§ **ENTRIES PROVIDED**:
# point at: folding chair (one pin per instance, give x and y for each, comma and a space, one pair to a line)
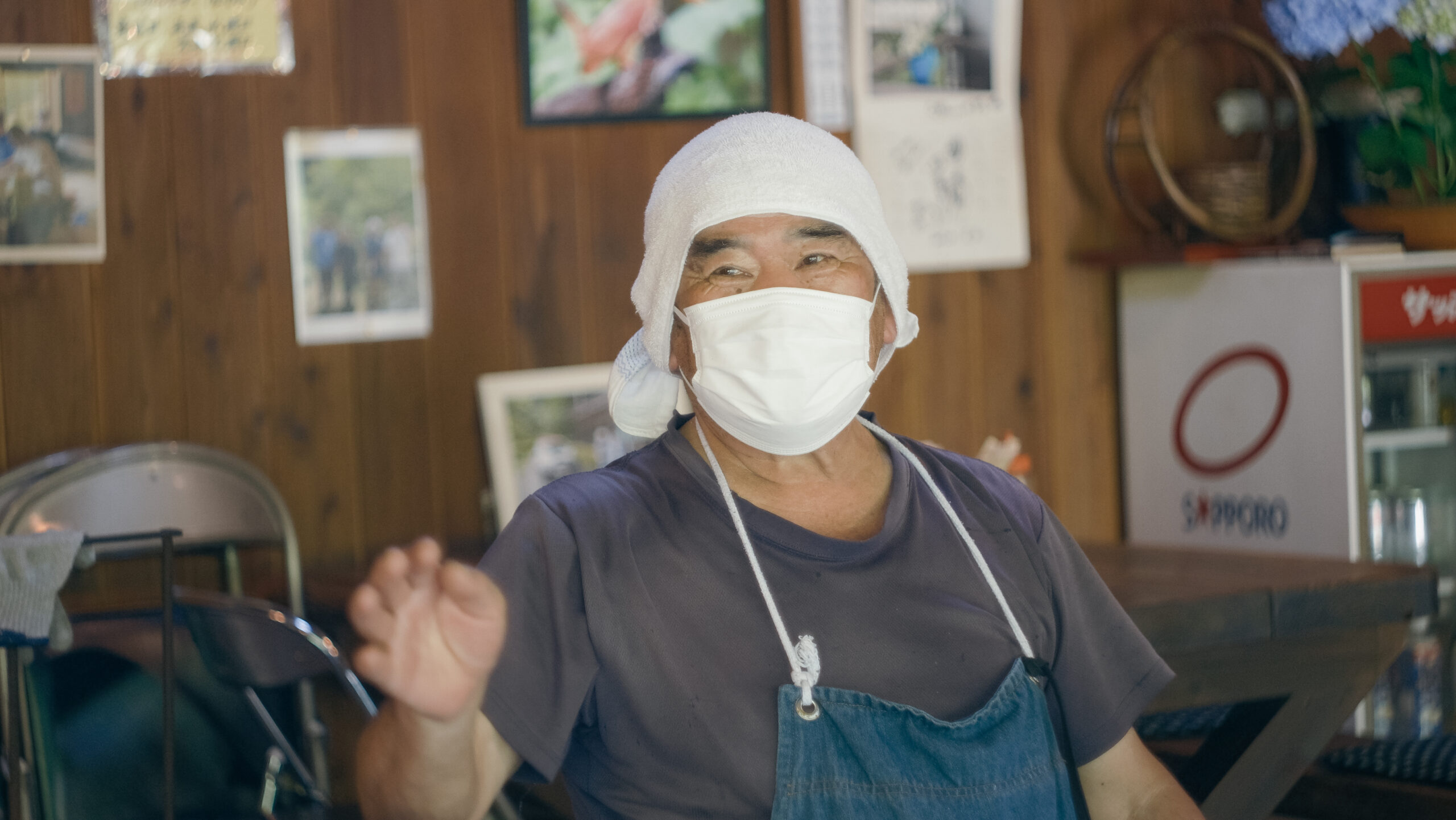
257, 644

==

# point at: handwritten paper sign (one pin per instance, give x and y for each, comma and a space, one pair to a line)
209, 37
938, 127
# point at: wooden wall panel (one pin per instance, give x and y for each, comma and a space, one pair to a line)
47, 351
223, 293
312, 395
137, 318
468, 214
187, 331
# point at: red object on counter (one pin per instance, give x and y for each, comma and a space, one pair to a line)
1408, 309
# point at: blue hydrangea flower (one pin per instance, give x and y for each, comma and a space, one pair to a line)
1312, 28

§ **OBJECTIVE**: Locate each line above that contains the word "paper", and copy those lines out in full.

§ **WRITTEN RESPONSE**:
# point at: handwritten paper sign (one pin per instance, give x and y for each, comma and a space, one pair to a line)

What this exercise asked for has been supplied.